____ Page excerpt

# Hedgehog Anxiety



## Zealizabeth (Sep 24, 2014)

About 3 or 4 months ago I got my first hedgehog. I have a lot of chronic health issues so I am always in and out of the hospital. The main reason why I got my hedgehog(Sonica)was so I could have a "therapy" pet to love on. 

Not too long after getting her I had to have surgery out of town. I have her to a friend to watch since she has owned a hedgehog before. Sonica ended up self harming. She was quilling at the time(she still is quilling. She was born in late July). My friend dropped her off with some of my relatives because she was worried & knew she needed care to treat her wounds where she was biting her self. Vet confirmed she had SEVERE anxiety. The worse he has ever seen. She STILL has horrible anxiety. She will only let 2 people touch her. Myself & my grandmother. Not my mom, brother or anyone. Just me and my grandmaw for some reason. What can I do to help ease anxiety? Vet said the only long term thing to do would be drug her up with a tiny bit of liquid Benadryl. I did that once and I just couldn't stand looking at her all drugged up. I need help. I spend a minimum of 40 minutes a day "playing" with her. Even then it's a struggle.

________
____ Extracted records

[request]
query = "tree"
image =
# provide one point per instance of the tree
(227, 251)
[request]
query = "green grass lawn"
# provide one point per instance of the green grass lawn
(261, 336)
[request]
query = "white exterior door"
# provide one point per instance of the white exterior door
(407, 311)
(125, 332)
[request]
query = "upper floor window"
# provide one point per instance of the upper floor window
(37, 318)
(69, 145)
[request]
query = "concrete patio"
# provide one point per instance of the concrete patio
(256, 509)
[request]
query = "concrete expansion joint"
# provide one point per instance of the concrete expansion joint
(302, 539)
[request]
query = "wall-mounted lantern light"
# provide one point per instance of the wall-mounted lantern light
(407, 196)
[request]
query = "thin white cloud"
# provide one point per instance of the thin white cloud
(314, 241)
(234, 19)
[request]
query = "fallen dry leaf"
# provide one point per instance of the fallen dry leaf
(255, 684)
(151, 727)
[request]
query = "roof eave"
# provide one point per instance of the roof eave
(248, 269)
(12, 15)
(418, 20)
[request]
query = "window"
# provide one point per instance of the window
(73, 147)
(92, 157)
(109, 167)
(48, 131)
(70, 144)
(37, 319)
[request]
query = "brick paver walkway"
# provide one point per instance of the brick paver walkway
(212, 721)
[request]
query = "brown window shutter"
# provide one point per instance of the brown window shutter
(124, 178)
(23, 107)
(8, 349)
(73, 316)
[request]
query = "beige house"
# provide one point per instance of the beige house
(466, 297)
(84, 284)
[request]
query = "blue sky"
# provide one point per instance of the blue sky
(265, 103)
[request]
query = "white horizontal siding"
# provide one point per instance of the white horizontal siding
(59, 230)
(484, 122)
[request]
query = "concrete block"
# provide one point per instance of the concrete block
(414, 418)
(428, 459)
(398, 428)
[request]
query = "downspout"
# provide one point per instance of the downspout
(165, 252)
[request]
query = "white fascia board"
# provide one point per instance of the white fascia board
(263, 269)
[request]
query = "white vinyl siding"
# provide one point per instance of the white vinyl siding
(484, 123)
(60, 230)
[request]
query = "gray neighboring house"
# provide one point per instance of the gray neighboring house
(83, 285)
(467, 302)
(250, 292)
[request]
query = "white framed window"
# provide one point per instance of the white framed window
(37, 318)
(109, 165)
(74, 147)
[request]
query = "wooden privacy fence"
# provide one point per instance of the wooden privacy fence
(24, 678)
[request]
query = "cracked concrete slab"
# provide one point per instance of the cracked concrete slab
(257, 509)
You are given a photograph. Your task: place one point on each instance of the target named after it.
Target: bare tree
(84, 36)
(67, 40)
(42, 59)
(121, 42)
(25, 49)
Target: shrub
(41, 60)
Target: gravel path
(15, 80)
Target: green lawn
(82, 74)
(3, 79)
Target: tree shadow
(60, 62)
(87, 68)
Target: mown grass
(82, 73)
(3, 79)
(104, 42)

________

> _Problem 1_
Summarize the hedgehog post in two sentences.
> _Problem 2_
According to the hedgehog post, what is the least amount of time the poster spends with Sonica each day?
> _Problem 3_
Continue the hedgehog post from the point where it ends.
The items are separate material and have nothing to do with the hedgehog post.

> _Reply 1_
The poster, who has chronic health issues, got a hedgehog named Sonica as a therapy pet, but while the poster was away for surgery Sonica began biting herself, and a vet found she had severe anxiety. Sonica still lets only the poster and the poster's grandmother touch her, and the poster, unwilling to keep her drugged with liquid Benadryl as the vet suggested, asks how to ease her anxiety.

> _Reply 2_
A minimum of 40 minutes.

> _Reply 3_
I also have a side question: is it normal for her to poop and pee almost every time I hold her?!?! Or do you think it's anxiety related??? I take her outside to play sometimes(it's 70 degrees here in Alabama) to poop and pee. I swear she poops and peds constantly. I feed her food that the breeder said she was used to. It's from Exotic Nutrition I think? It's the hedgehog kind. I order it off Amazon. Could her food be what's make her poop so much? Any help on both topics would be GREATLY appreciated.


----------



## Prickerz (Sep 17, 2014)

The anxiety is tough. Hopefully someone else can help you... 
But what kind of cage, heating, and light schedule do you have?? 

Mine does pee and poop on me every time I have her out. Desiree gave me GREAT advice to let her run around in a play pen (kiddie pool I got for free) until she relieves herself. 

How many times would you say she poops a day? That food is practically garbage- lots of cheap fillers that don't provide adequate nutrition. A blend of 3 cat or dog foods and some mealworms make a much better diet! Do it slowly, add one food at a time. There is a whole section on hedgie nutrition
I feed pro plan, authority, and Natural balance. I would stay far away from blue buffalo but that is truly just my personal opinion. I know others have great success but it is incredibly high in protein, especially the wilderness formula!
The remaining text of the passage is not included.